Bioprinting: Hürden in puncto Kosten und Zulassung
Obwohl es bereits beeindruckende Fortschritte im Bioprinting gibt, wie etwa die Erzeugung eines Miniherzens mit Zellgewebe durch israelische Forscher im Jahr 2019, gibt es auch technische Herausforderungen. Zum Einen müssen die Organe voll funktionsfähig sein, was zweifellos eine Herausforderung ist, zum Anderen sind die Kosten für derartige 3D-Drucker recht hoch und belaufen sich meist auf zehntausende Euro.
Problematisch ist auch die Zulassung. Diese unterliegt nämlich einer strengen Regulierung durch die Zulassungsbehörden. In der EU müssen für jedes individuell gedruckte Medizinprodukt aufwendige Tests durchgeführt werden, was den Prozess erheblich verlangsamt.

-----

**SELBST AUSPROBIEREN**:
Stimmen die folgenden Aussagen mit dem Auszug über Bioprinting überein? Antworten Sie jeweils mit Ja oder Nein und zitieren Sie die entscheidenden Worte aus dem Auszug.
1. Israelische Forscher haben im Jahr 2019 ein Miniherz mit Zellgewebe erzeugt.
2. 3D-Drucker für Bioprinting kosten meist nur wenige tausend Euro.
3. In der EU sind für individuell gedruckte Medizinprodukte keine besonderen Tests vorgeschrieben.

-----

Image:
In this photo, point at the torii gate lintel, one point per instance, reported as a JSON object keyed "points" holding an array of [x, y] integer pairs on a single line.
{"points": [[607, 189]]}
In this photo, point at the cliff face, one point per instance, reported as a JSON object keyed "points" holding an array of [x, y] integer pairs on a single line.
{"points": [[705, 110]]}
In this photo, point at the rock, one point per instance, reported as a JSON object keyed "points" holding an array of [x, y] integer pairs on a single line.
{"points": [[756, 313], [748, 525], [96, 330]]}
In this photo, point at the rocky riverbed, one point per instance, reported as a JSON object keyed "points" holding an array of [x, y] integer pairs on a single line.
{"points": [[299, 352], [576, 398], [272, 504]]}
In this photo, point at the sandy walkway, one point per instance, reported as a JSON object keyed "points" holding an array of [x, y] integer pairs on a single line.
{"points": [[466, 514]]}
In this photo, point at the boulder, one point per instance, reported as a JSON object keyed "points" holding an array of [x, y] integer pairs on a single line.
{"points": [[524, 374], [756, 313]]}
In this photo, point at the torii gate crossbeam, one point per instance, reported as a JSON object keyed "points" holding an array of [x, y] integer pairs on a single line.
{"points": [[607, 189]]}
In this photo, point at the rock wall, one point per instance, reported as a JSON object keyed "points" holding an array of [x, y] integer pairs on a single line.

-----

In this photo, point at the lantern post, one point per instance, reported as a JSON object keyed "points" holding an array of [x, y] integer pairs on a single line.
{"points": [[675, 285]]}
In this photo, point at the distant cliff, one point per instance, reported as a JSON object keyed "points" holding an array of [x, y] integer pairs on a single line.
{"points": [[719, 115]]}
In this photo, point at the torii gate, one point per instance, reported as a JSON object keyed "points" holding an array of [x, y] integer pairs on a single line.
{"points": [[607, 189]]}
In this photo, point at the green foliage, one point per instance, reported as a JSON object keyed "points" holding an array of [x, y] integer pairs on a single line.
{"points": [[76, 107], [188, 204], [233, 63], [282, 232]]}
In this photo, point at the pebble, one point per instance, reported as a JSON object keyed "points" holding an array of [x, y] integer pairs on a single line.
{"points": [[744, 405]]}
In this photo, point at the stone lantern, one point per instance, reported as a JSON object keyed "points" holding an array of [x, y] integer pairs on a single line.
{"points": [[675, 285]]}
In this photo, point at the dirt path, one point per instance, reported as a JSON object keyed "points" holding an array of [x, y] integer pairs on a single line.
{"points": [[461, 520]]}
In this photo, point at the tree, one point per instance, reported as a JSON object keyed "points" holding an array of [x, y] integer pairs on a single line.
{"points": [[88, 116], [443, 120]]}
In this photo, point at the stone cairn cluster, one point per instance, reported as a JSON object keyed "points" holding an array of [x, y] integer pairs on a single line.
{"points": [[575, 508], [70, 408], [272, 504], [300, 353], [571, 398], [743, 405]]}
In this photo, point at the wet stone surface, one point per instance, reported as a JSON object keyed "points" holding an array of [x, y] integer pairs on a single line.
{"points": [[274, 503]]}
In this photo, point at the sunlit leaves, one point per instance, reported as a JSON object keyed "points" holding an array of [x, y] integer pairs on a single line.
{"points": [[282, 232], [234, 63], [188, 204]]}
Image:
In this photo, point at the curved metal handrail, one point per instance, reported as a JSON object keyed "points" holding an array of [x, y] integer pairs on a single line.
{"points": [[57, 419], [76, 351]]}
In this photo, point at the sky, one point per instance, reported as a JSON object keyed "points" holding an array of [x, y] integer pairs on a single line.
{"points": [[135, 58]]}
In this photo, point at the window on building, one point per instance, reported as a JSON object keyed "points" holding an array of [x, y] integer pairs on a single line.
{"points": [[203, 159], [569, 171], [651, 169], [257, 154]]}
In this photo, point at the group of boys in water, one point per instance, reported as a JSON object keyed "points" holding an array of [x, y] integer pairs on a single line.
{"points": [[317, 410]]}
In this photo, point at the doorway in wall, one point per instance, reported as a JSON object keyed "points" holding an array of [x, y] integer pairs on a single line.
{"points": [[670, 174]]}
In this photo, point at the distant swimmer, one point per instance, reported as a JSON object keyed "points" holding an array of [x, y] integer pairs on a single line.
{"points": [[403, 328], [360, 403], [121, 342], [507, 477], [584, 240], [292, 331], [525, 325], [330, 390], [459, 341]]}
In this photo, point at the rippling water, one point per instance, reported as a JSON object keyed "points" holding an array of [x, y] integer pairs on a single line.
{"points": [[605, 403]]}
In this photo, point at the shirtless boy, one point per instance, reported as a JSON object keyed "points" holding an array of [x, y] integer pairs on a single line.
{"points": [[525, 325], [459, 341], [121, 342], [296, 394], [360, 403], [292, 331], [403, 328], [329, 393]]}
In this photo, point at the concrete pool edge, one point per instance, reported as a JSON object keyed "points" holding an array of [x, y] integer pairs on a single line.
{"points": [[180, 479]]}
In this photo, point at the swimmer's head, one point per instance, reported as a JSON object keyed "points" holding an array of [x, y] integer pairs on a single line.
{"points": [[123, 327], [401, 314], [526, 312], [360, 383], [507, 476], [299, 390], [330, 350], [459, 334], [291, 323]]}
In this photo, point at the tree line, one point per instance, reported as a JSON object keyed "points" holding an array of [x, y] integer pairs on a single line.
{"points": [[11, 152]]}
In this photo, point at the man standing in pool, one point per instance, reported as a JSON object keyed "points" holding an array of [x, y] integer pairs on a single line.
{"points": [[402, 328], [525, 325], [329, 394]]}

-----

**LÖSUNG DER AUFGABE**:
1. Ja: „die Erzeugung eines Miniherzens mit Zellgewebe durch israelische Forscher im Jahr 2019“
2. Nein: „belaufen sich meist auf zehntausende Euro“
3. Nein: „In der EU müssen für jedes individuell gedruckte Medizinprodukt aufwendige Tests durchgeführt werden“